- 任务要求 -
续写这段讲硬件前瞻执行的网页摘录，从它的最后一句之后接着往下写。

Hardware-Based Speculation

前瞻执行

前瞻技术 允许在处理器还未判断指令是否能执行之前就提前执行，以克服控制相关. Overcoming control dependence is done by speculating on the outcome of branches and executing the program as if our guesses are correct.
- Speculation $\Rightarrow$ fetch, issue, and execute instructions as if branch predictions were always correct
- branch prediction with dynamic scheduling $\Rightarrow$ only fetches and issues instructions
Essentially a data flow execution model: (数据流驱动) Operations execute as soon as their operands are available

three key ideas of HW-based speculation

(1) Dynamic branch prediction to choose which instructions to execute 采用动态分支预测技术来选择后续执行语句；
(2) Speculation to allow execution of instructions before control dependences are resolved + ability to undo effects of incorrectly speculated sequence
- 与循环展开的不同 $\rightarrow$ 寄存器不用重命名，因为可以 undo
(3) Dynamic scheduling to deal with scheduling of different combinations of basic blocks 对基本块组合采用动态调度
- In comparison, dynamic scheduling without speculation only partially overlaps basic blocks because it requires that a branch be resolved before actually executing any instructions in the successor basic block.

A Loop-Based Example with Branch

在这里插入图片描述

Assume that we have issued all the instructions in the loop twice. (动态分支预测会执行第 2 次循环，因此 Speculation 允许提前执行第 2 次循环的代码) Let’s also assume that the L.D and MUL.D from the first iteration have committed and all other instructions have completed execution.

- 给定材料 -
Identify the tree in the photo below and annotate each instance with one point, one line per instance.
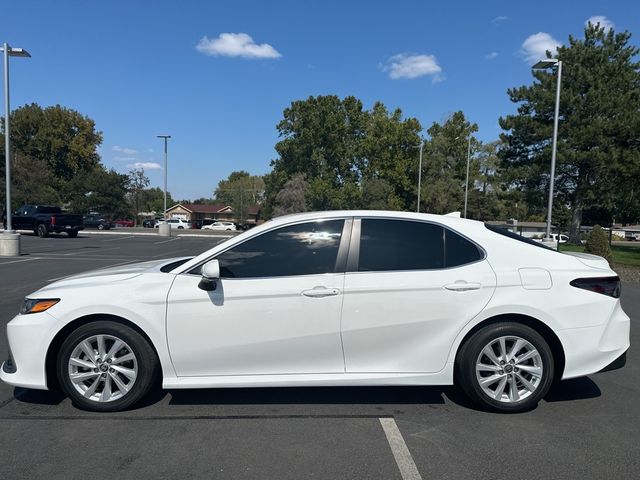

- 练习输出 -
可以看到，不同于循环展开，每次循环的寄存器名都是一样的，因为用 ROB 进行区分了；如果第 2 次循环实际不做，那么把 ROB 里红线以下的指令都 flush 掉就行了

Adding Speculation to Tomasulo

关键思想：允许指令乱序执行，但必须顺序提交，以实现精确例外 (precise interrupts)

ReOrder Buffer (ROB)

Must separate execution from allowing instruction to finish or “commit”; This additional step called instruction commit 指令提交
- When an instruction is no longer speculative, allow it to update the register file or memory
Requires additional set of reorder buffer (ROB) 再定序缓冲 to hold results of instructions that have finished execution but have not committed (in FIFO order, exactly as issued).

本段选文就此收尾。